**出典文書**
----
法人の役員は原則として雇用保険の被保険者、労災保険の対象者になりませんが、従業員としての身分がある場合は被保険者になれる場合があります。個人事業主は雇用保険に入ることは出来ません。

同居の親族・家族従業者は原則的には雇用保険の被保険者、労災保険の対象者になりませんが、条件によっては被保険者等になることができます。家事使用人は、原則として被保険者になれませんが、主として家事以外の労働に従事することを本来の職務とする場合には被保険者になることができます。

関連記事:役員や家族等の労働保険は加入条件に注意が必要です

他の保険等でカバーされている人

国、都道府県、市町村などに雇用される人は、別の法令による手当が支給されるため、雇用保険に入れません。ただし、国等から支給される手当が、雇用保険の給付を下回ってしまう人は、雇用保険の被保険者になることができます。

学生

学生は原則として雇用保険の被保険者にはなりません。

ただし、夜間の大学、定時制の高校、通信制の学校などに在籍する従業員は雇用保険の被保険者になることができます。

これらの人は、自分の労働で生活しているので、失業した場合には雇用保険からの給付で生活を支えなければならないと考えられるからです。
----
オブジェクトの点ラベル
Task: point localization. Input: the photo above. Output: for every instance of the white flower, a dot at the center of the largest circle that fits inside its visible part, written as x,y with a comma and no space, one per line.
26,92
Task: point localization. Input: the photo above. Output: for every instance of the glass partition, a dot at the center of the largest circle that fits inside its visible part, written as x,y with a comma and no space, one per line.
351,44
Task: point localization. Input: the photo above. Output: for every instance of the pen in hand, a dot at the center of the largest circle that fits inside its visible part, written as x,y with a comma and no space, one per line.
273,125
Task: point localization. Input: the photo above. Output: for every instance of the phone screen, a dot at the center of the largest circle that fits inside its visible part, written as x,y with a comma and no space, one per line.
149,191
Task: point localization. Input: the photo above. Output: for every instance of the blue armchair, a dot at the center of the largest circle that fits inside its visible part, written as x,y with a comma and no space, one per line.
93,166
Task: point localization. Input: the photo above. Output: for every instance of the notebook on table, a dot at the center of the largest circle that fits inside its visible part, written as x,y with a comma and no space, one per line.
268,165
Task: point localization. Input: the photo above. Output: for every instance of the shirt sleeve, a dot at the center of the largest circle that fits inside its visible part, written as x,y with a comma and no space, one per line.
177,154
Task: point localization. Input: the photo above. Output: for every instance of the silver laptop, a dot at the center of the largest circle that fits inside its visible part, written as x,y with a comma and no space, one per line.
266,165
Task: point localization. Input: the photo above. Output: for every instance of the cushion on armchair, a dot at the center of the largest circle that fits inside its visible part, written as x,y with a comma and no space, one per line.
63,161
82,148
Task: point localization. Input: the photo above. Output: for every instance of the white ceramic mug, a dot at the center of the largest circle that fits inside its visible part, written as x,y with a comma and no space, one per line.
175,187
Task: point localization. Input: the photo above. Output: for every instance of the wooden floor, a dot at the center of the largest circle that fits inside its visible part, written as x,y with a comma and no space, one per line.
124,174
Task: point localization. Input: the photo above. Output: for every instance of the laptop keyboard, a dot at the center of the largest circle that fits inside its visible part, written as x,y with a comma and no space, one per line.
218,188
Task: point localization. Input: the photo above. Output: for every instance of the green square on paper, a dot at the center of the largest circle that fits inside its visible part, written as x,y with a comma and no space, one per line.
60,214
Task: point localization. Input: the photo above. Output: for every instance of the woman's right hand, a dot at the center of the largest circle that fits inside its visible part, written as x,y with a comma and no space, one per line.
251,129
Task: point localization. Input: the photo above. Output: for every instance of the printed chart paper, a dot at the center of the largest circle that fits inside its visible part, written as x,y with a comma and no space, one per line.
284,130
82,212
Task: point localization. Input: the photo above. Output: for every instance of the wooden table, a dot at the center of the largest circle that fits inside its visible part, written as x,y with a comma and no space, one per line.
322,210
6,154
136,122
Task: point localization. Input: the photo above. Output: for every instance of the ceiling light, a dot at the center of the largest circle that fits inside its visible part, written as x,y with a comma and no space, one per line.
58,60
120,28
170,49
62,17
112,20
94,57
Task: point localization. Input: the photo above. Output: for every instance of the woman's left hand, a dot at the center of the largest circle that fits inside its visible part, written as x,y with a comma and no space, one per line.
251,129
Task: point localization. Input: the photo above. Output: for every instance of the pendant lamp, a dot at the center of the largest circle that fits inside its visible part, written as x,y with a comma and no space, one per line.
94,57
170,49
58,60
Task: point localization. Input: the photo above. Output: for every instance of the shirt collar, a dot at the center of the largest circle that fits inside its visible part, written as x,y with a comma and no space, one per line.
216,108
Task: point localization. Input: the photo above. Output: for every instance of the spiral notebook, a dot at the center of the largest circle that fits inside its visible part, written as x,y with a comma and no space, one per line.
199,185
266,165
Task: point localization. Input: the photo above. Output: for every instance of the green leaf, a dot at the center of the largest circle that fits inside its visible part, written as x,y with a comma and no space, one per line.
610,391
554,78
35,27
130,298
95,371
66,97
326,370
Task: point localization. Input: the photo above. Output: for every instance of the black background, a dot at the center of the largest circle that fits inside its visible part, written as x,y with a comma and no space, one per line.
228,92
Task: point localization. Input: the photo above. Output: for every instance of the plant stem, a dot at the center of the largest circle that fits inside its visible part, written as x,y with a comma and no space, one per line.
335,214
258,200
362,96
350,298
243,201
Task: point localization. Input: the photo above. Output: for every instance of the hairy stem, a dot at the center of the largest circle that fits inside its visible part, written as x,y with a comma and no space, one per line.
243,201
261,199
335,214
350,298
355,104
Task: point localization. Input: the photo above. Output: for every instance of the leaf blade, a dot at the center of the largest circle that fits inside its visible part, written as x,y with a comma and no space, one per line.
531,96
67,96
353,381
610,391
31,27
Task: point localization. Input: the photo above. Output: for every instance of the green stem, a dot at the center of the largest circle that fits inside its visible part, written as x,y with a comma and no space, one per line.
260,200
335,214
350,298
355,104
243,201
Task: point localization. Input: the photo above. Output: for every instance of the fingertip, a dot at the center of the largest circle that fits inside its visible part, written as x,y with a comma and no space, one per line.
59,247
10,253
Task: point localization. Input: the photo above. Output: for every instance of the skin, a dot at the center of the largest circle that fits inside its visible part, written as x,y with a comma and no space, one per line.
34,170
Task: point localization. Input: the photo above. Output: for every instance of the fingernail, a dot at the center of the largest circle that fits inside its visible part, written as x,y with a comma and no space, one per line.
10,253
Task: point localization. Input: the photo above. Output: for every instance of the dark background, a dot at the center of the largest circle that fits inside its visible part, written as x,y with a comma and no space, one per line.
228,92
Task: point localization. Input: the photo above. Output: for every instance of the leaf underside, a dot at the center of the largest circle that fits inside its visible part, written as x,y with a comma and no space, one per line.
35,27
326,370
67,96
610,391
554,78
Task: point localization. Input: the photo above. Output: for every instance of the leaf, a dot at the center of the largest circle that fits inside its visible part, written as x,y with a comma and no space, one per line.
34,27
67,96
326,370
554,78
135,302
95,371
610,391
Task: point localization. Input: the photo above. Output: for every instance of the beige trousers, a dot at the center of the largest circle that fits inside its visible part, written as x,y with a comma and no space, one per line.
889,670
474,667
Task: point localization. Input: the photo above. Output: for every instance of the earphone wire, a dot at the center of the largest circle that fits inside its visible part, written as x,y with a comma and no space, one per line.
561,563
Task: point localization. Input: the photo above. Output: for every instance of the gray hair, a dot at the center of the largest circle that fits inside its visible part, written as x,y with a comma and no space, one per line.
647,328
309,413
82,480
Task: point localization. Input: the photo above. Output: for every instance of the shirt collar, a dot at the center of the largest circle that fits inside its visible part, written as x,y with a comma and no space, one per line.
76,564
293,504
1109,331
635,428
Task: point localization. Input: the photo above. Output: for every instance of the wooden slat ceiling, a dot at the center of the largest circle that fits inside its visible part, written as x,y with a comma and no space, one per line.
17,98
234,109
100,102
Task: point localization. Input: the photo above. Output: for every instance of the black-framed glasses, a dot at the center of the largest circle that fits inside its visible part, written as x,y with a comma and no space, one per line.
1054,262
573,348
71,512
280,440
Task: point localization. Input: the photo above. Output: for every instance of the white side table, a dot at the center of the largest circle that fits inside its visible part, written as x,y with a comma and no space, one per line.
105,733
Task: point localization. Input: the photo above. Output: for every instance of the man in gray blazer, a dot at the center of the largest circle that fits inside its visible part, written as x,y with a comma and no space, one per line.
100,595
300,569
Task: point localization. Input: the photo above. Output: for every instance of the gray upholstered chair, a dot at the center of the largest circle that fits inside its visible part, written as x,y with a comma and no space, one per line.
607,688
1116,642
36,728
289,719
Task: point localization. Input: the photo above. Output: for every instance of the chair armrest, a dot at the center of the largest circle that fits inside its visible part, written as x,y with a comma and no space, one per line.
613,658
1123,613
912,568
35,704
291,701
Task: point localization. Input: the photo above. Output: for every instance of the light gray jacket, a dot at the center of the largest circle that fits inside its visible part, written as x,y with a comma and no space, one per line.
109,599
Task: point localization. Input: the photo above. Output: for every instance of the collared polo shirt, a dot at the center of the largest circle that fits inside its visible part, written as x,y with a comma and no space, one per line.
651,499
----
**課題**
雇用保険に関する文書のうち、「同居の親族・家族従業者は原則」を含む語句で始まり「在籍する従業員は雇用保険の被保険者になることができます。」で終わる部分を、「夜間の大学」を「夜間の短期大学」に置き換えて書き直してください。

**解答例**
同居の親族・家族従業者は原則的には雇用保険の被保険者、労災保険の対象者になりませんが、条件によっては被保険者等になることができます。家事使用人は、原則として被保険者になれませんが、主として家事以外の労働に従事することを本来の職務とする場合には被保険者になることができます。

関連記事:役員や家族等の労働保険は加入条件に注意が必要です

他の保険等でカバーされている人

国、都道府県、市町村などに雇用される人は、別の法令による手当が支給されるため、雇用保険に入れません。ただし、国等から支給される手当が、雇用保険の給付を下回ってしまう人は、雇用保険の被保険者になることができます。

学生

学生は原則として雇用保険の被保険者にはなりません。

ただし、夜間の短期大学、定時制の高校、通信制の学校などに在籍する従業員は雇用保険の被保険者になることができます。